[begin Material provided]

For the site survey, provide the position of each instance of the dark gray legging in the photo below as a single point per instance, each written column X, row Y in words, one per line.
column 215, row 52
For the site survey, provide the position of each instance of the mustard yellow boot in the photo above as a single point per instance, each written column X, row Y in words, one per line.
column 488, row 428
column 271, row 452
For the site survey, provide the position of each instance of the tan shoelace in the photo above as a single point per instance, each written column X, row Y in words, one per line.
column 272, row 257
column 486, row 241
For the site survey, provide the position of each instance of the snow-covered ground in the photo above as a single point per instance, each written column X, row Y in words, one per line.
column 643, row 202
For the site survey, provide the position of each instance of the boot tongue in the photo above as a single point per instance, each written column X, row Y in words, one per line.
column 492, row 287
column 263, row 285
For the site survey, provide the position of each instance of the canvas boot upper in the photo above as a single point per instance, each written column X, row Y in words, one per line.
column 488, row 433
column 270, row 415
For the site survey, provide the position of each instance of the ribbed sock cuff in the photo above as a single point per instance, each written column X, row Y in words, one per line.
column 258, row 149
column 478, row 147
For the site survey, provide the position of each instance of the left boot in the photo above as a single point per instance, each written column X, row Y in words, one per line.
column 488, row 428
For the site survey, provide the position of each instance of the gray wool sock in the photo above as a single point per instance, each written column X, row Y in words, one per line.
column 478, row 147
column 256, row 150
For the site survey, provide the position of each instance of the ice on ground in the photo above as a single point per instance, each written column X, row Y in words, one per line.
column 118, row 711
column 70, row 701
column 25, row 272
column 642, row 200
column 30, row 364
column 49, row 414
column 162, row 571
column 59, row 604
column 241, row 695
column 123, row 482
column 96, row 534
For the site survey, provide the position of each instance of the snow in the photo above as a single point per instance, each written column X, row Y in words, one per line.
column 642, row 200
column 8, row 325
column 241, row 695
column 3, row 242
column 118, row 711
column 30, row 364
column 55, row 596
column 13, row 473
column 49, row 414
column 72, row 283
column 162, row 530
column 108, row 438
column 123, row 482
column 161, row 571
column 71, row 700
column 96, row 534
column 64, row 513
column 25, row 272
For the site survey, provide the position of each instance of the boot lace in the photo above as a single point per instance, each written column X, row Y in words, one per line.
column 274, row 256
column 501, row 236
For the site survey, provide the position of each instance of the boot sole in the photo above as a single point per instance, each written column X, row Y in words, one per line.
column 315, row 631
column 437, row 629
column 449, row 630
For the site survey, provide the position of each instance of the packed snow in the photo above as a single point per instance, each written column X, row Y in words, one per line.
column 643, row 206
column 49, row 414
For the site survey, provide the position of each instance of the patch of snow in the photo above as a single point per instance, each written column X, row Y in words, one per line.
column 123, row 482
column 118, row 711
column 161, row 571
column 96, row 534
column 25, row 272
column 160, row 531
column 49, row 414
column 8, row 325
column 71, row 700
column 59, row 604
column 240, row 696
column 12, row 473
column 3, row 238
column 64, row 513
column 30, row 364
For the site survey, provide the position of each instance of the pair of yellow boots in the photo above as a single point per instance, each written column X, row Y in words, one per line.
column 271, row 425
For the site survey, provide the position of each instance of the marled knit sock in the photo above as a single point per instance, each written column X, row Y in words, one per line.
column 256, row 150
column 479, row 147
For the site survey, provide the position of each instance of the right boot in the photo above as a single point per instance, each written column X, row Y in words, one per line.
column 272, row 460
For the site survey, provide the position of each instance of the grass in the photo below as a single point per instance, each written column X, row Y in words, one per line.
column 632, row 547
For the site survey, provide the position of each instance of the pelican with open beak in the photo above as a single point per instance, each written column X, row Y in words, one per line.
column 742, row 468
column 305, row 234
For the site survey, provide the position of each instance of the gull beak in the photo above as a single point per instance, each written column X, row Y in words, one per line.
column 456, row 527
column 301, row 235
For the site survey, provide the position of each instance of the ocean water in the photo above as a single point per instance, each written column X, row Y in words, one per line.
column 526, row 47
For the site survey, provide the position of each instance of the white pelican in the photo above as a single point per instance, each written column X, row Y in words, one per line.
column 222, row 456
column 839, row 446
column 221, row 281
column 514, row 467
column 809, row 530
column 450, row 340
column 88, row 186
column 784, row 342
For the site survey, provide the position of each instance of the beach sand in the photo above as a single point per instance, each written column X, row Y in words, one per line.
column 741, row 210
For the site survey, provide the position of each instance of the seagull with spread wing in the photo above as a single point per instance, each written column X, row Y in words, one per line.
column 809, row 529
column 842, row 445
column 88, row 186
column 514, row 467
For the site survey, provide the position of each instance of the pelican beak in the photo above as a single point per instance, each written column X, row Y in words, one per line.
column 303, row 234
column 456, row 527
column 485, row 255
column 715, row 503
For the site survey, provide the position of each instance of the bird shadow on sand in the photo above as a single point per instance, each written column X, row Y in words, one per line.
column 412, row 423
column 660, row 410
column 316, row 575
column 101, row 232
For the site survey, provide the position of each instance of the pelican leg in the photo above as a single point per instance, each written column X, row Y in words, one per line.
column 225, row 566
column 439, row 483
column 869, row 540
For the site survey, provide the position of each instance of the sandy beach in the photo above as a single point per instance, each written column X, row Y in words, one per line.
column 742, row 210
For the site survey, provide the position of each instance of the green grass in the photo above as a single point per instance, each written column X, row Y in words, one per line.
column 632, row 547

[end Material provided]

### Written problem
Write the material out again in its entirety, exactly as shown.

### Solution
For the site survey, provide the position of each instance of the dark gray legging in the photo below as a single point per instance, each written column X, row Y in words, one per line.
column 215, row 52
For the site survey, provide the position of each instance of the mustard yellow boot in the photo above as a single point per instance, each written column X, row Y in words, one per line.
column 488, row 428
column 271, row 452
For the site survey, provide the position of each instance of the tan shoelace in the photo above as a single point per instance, each written column X, row Y in words, one per line.
column 272, row 257
column 486, row 241
For the site survey, provide the position of each instance of the snow-covered ground in the photo above as a single point per instance, each written column X, row Y in words, one per line.
column 643, row 202
For the site survey, provide the position of each instance of the boot tongue in the photo above as a single point per instance, each written column X, row Y in words, one per line.
column 492, row 287
column 263, row 285
For the site survey, provide the position of each instance of the canvas boot upper in the photo above as a single point per instance, each written column X, row Y in words, one per line.
column 488, row 433
column 270, row 415
For the site survey, provide the position of each instance of the ribbed sock cuff in the photo above as a single point per instance, each written column X, row Y in words, one per line.
column 258, row 149
column 478, row 147
For the site survey, provide the position of each instance of the left boot in the photo above as a single point per instance, each written column X, row Y in words, one per line.
column 488, row 428
For the site survey, provide the position of each instance of the gray wool sock in the photo above as a single point per instance, each written column X, row Y in words, one per line.
column 478, row 147
column 256, row 150
For the site survey, provide the position of each instance of the ice on ground in the photo above as a single point per instance, each written column X, row Y in words, one per line.
column 118, row 711
column 70, row 701
column 25, row 272
column 642, row 200
column 30, row 364
column 49, row 414
column 162, row 571
column 59, row 604
column 241, row 695
column 123, row 482
column 96, row 534
For the site survey, provide the position of each instance of the snow in the photo above as a single point per instance, each written column X, row Y in words, one per line.
column 642, row 200
column 8, row 325
column 241, row 695
column 3, row 242
column 118, row 711
column 30, row 364
column 55, row 596
column 13, row 473
column 49, row 414
column 72, row 283
column 162, row 530
column 108, row 438
column 123, row 482
column 161, row 571
column 71, row 700
column 96, row 534
column 64, row 513
column 25, row 272
For the site survey, provide the position of each instance of the boot lace in the photo above as a single point per instance, each written column X, row Y in words, one per line.
column 274, row 256
column 501, row 236
For the site survey, provide the position of each instance of the boot sole in the photo above as a single point per instance, each written column X, row Y in words, one per line.
column 315, row 631
column 437, row 629
column 449, row 630
For the site survey, provide the position of each instance of the packed snow in the photo above as a single point per instance, each written column X, row Y in words, one per line.
column 643, row 206
column 49, row 414
For the site survey, provide the position of each instance of the patch of snow in the photo above as a single point per instance, each written column X, row Y in words, one per line.
column 123, row 482
column 118, row 711
column 161, row 571
column 96, row 534
column 25, row 272
column 160, row 531
column 49, row 414
column 8, row 325
column 71, row 700
column 59, row 604
column 240, row 696
column 12, row 473
column 3, row 238
column 64, row 513
column 30, row 364
For the site survey, provide the position of each instance of the pair of yellow boots in the photo above as a single point per instance, each written column X, row Y in words, one per line.
column 271, row 425
For the site survey, provide the position of each instance of the marled knit sock in the photo above as a single point per instance, each written column X, row Y in words, one per line.
column 256, row 150
column 479, row 147
For the site survey, provide the position of each instance of the right boot in the photo above as a single point per instance, each written column X, row Y in words, one per line.
column 272, row 460
For the site survey, provide the position of each instance of the grass in the photo below as a single point per instance, each written column X, row Y in words, one per line.
column 632, row 547
For the site survey, provide the position of each instance of the pelican with open beak in the photo above as a single point per instance, each written column X, row Y in words, one per line.
column 742, row 468
column 305, row 234
For the site survey, provide the position of each instance of the gull beak in the photo above as a single point per instance, each written column X, row Y in words, one per line.
column 456, row 527
column 301, row 235
For the site survey, provide the position of each instance of the ocean water in the photo above as a single point per instance, each written column X, row Y in words, one per line.
column 526, row 47
For the site survey, provide the position of each instance of the white pelican in the photo above as a single point per instance, each written column X, row Y in words, one per line.
column 222, row 456
column 839, row 446
column 221, row 281
column 514, row 467
column 809, row 530
column 450, row 340
column 88, row 186
column 784, row 342
For the site survey, provide the position of each instance of the beach sand in the photo above as a single point per instance, each written column X, row Y in words, one per line.
column 741, row 210
For the site survey, provide the position of each instance of the seagull with spread wing in the photo above as a single point per instance, each written column X, row Y in words, one per line.
column 809, row 529
column 842, row 445
column 88, row 186
column 514, row 467
For the site survey, provide the position of each instance of the pelican beak in the photo above as a single point per instance, each written column X, row Y in words, one per line.
column 303, row 234
column 456, row 527
column 485, row 255
column 715, row 503
For the site survey, provide the position of each instance of the bird shadow on sand in the photo above as a single point per instance, each written column X, row Y in words, one per line.
column 412, row 423
column 660, row 410
column 316, row 575
column 101, row 232
For the site survey, provide the position of each instance of the pelican leg in the photo above as a single point per instance, each written column X, row Y in words, one per line.
column 225, row 566
column 439, row 483
column 869, row 540
For the site survey, provide the position of each instance of the sandy beach in the photo above as a single point per instance, each written column X, row Y in words, one per line.
column 742, row 210
For the site survey, provide the position of each instance of the green grass in the photo above as a single point per instance, each written column X, row Y in words, one per line.
column 632, row 547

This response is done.